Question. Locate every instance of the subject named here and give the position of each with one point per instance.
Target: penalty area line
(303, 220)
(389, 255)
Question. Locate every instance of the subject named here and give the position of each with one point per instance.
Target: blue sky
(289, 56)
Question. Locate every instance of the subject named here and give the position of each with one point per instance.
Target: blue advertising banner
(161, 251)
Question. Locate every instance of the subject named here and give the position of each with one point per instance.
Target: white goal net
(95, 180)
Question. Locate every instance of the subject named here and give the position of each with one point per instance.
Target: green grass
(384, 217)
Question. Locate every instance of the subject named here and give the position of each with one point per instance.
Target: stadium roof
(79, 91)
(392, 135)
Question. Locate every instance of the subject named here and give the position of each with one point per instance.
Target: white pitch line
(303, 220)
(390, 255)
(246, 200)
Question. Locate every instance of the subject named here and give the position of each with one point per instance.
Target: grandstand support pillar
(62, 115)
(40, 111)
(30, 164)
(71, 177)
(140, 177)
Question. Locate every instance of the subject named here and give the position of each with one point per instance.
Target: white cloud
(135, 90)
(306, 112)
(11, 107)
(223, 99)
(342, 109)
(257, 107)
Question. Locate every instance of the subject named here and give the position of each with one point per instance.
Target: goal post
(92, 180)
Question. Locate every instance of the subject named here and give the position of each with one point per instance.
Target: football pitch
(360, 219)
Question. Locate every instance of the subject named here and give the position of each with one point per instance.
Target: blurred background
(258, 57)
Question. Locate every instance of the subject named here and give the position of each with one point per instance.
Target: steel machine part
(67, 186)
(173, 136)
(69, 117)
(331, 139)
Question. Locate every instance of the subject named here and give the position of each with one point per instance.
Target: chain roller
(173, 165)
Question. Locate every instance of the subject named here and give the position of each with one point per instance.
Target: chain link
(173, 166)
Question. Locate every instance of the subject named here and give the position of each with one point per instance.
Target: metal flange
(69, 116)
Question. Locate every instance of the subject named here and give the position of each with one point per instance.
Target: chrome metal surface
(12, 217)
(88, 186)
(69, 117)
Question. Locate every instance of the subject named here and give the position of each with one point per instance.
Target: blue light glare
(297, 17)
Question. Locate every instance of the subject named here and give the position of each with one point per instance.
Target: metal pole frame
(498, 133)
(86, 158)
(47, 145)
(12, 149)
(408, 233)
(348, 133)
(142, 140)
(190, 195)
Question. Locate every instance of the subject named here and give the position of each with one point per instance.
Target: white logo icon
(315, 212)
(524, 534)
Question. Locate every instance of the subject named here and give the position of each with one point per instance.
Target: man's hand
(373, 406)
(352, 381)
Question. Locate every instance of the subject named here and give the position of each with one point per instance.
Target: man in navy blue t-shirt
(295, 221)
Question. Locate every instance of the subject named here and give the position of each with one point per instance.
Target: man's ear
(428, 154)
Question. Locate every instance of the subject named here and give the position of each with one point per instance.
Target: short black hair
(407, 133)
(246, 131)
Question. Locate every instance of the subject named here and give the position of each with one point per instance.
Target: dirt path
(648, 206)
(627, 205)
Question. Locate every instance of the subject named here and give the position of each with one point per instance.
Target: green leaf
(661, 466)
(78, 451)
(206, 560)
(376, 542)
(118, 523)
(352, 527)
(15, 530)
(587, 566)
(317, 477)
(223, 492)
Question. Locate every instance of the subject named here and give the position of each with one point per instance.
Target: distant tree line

________________________

• [Challenge] Type the material above out again, exactly.

• [Exercise response]
Question. Locate every instance of the subject named here and give the position of each with one point per instance.
Target: penalty area line
(303, 220)
(389, 255)
Question. Locate every instance of the subject named here and give the position of each with one point per instance.
Target: blue sky
(289, 56)
Question. Locate every instance of the subject named here and give the position of each with one point per instance.
Target: blue advertising banner
(161, 251)
Question. Locate every instance of the subject named here and give the position of each with one point per instance.
Target: white goal net
(95, 180)
Question. Locate every instance of the subject named here and give the position of each with one point per instance.
Target: green grass
(384, 217)
Question. Locate every instance of the subject named here and give the position of each with one point per instance.
Target: stadium roof
(79, 91)
(392, 135)
Question. Locate every instance of the subject named here and give the position of each with one point per instance.
Target: white pitch line
(303, 220)
(390, 255)
(246, 200)
Question. Locate every instance of the subject named here and give the position of each with one point per instance.
Target: grandstand support pillar
(62, 115)
(40, 111)
(30, 164)
(71, 177)
(140, 177)
Question. Locate every instance of the subject named here and give the position of each with one point per instance.
Target: white cloud
(135, 90)
(306, 112)
(11, 107)
(223, 99)
(342, 109)
(257, 107)
Question. Locate every instance of the subject named here and give the position of each with one point per instance.
Target: goal post
(92, 180)
Question. Locate every instance of the subject named here and give the position of each with one point per instance.
Target: football pitch
(360, 219)
Question. Locate every instance of the subject named here and give the position of each with one point per instance.
Target: blurred background
(258, 57)
Question. Locate every instance of the subject named here and give the position of each with one point per instance.
Target: steel machine part
(67, 186)
(173, 136)
(69, 117)
(331, 139)
Question. Locate every instance of the subject named here and give the position of each with one point per instance.
Target: chain roller
(173, 165)
Question. Locate every instance of the subject named here and give the position of each with one point per instance.
Target: chain link
(173, 166)
Question. Locate every instance of the subject named here and give the position of each with one point per instance.
Target: metal flange
(69, 116)
Question. Locate every instance of the subject named here and give the position of each with one point per instance.
Target: chrome metal surface
(12, 217)
(88, 186)
(69, 117)
Question. Locate every instance of the subject named here and give the position of each with one point per instance.
Target: blue light glare
(297, 17)
Question. Locate every instance of the subject named here and give the position of each with one point per instance.
Target: metal pole frame
(498, 133)
(86, 158)
(47, 145)
(12, 149)
(408, 233)
(348, 133)
(142, 140)
(190, 195)
Question. Locate every instance of the subject named here and give the position of each with one point per instance.
Target: white logo icon
(315, 212)
(524, 534)
Question. Locate every instance of the subject named here and give the position of each with one point per instance.
Target: man's hand
(373, 406)
(352, 381)
Question. Locate every instance of the subject named here and give the position of each with one point per instance.
Target: man in navy blue t-shirt
(295, 221)
Question. Locate every instance of the subject named here and give the position of each with one point per instance.
Target: man's ear
(428, 154)
Question. Locate every instance of the subject named here and give the position of each with one point per instance.
Target: short black hair
(407, 133)
(246, 131)
Question. Locate every instance of the subject named here and give the position of each with one point per instance.
Target: dirt path
(648, 206)
(627, 205)
Question. Locate every instance of the subject named here and give the position of each with one point per instance.
Target: green leaf
(661, 466)
(78, 451)
(206, 560)
(376, 542)
(118, 523)
(352, 527)
(15, 530)
(587, 566)
(317, 477)
(223, 492)
Question. Locate every instance of the subject named here and give the position of each with one point per instance.
Target: distant tree line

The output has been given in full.